— EXERCISE PROMPT —
Restate word for word every entry that appears below, skipping its pictures.

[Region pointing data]

■ ■ ■ ■ ■ ■ ■

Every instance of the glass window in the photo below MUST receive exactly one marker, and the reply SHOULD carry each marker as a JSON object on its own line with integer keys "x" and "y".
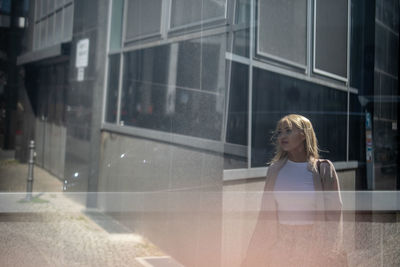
{"x": 356, "y": 129}
{"x": 143, "y": 18}
{"x": 186, "y": 12}
{"x": 161, "y": 90}
{"x": 282, "y": 30}
{"x": 236, "y": 132}
{"x": 275, "y": 96}
{"x": 58, "y": 27}
{"x": 242, "y": 12}
{"x": 241, "y": 42}
{"x": 50, "y": 30}
{"x": 68, "y": 14}
{"x": 331, "y": 25}
{"x": 112, "y": 91}
{"x": 43, "y": 6}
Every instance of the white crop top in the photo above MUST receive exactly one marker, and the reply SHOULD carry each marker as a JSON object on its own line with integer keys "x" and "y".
{"x": 295, "y": 194}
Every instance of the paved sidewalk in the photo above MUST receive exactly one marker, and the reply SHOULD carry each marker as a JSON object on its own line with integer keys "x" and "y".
{"x": 53, "y": 230}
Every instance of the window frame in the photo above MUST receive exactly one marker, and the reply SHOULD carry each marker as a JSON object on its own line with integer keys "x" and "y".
{"x": 327, "y": 73}
{"x": 230, "y": 26}
{"x": 274, "y": 58}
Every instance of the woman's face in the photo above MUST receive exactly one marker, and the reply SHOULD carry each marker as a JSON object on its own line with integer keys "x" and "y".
{"x": 290, "y": 139}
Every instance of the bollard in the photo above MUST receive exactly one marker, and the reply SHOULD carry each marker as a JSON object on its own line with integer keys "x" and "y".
{"x": 31, "y": 164}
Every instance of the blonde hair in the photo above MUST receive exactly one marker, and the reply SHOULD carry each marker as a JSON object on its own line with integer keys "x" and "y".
{"x": 303, "y": 124}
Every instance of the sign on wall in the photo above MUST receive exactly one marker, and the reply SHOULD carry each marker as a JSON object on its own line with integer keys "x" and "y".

■ ■ ■ ■ ■ ■ ■

— THE COMPLETED TASK —
Every instance of the glass window in the photo below MUST receive exactly one marker, and the reply SHOULD carry each marker as a JSON object on its own line with integer keys "x" and "y".
{"x": 356, "y": 129}
{"x": 143, "y": 18}
{"x": 186, "y": 12}
{"x": 161, "y": 90}
{"x": 282, "y": 30}
{"x": 236, "y": 132}
{"x": 275, "y": 96}
{"x": 58, "y": 27}
{"x": 242, "y": 12}
{"x": 241, "y": 42}
{"x": 50, "y": 30}
{"x": 68, "y": 14}
{"x": 331, "y": 25}
{"x": 112, "y": 91}
{"x": 43, "y": 6}
Every instance of the white crop top in the photo above MUST receive exactly one marker, and the reply SHOULD carry each marker as a JSON object on its own line with integer keys "x" and "y".
{"x": 295, "y": 194}
Every instance of the paved sidewalk in the photo above MUST receive exactly one marker, and the reply SHOULD carry each marker as a JSON object on its own line with integer keys "x" and "y".
{"x": 53, "y": 230}
Every instance of the window frame in the photo above MUST receive exactly one marker, and the reply SHOULD carry each marker as a JSON object on its own line with integer keys "x" and "y".
{"x": 327, "y": 73}
{"x": 230, "y": 26}
{"x": 274, "y": 58}
Every instance of the woman's face in the photo above MUST receive exactly one marker, and the reply SHOULD carry each marker as a JSON object on its own line with integer keys "x" and "y".
{"x": 290, "y": 139}
Every instance of the bollard in the photo above MUST receive exactly one marker, and the reply SHOULD carry each marker as a JSON object on its own line with integer keys "x" and "y".
{"x": 31, "y": 164}
Every instance of the blonde hair in the photo above MUST receive exactly one marker, and the reply SHOULD carry each marker as a JSON object on its own line with integer keys "x" and "y".
{"x": 303, "y": 124}
Every instance of the sign on wall in the photo above MUST receive exactly one marker, and the reply SHOULD carry each marker as a JSON object on its own line with integer keys "x" and "y".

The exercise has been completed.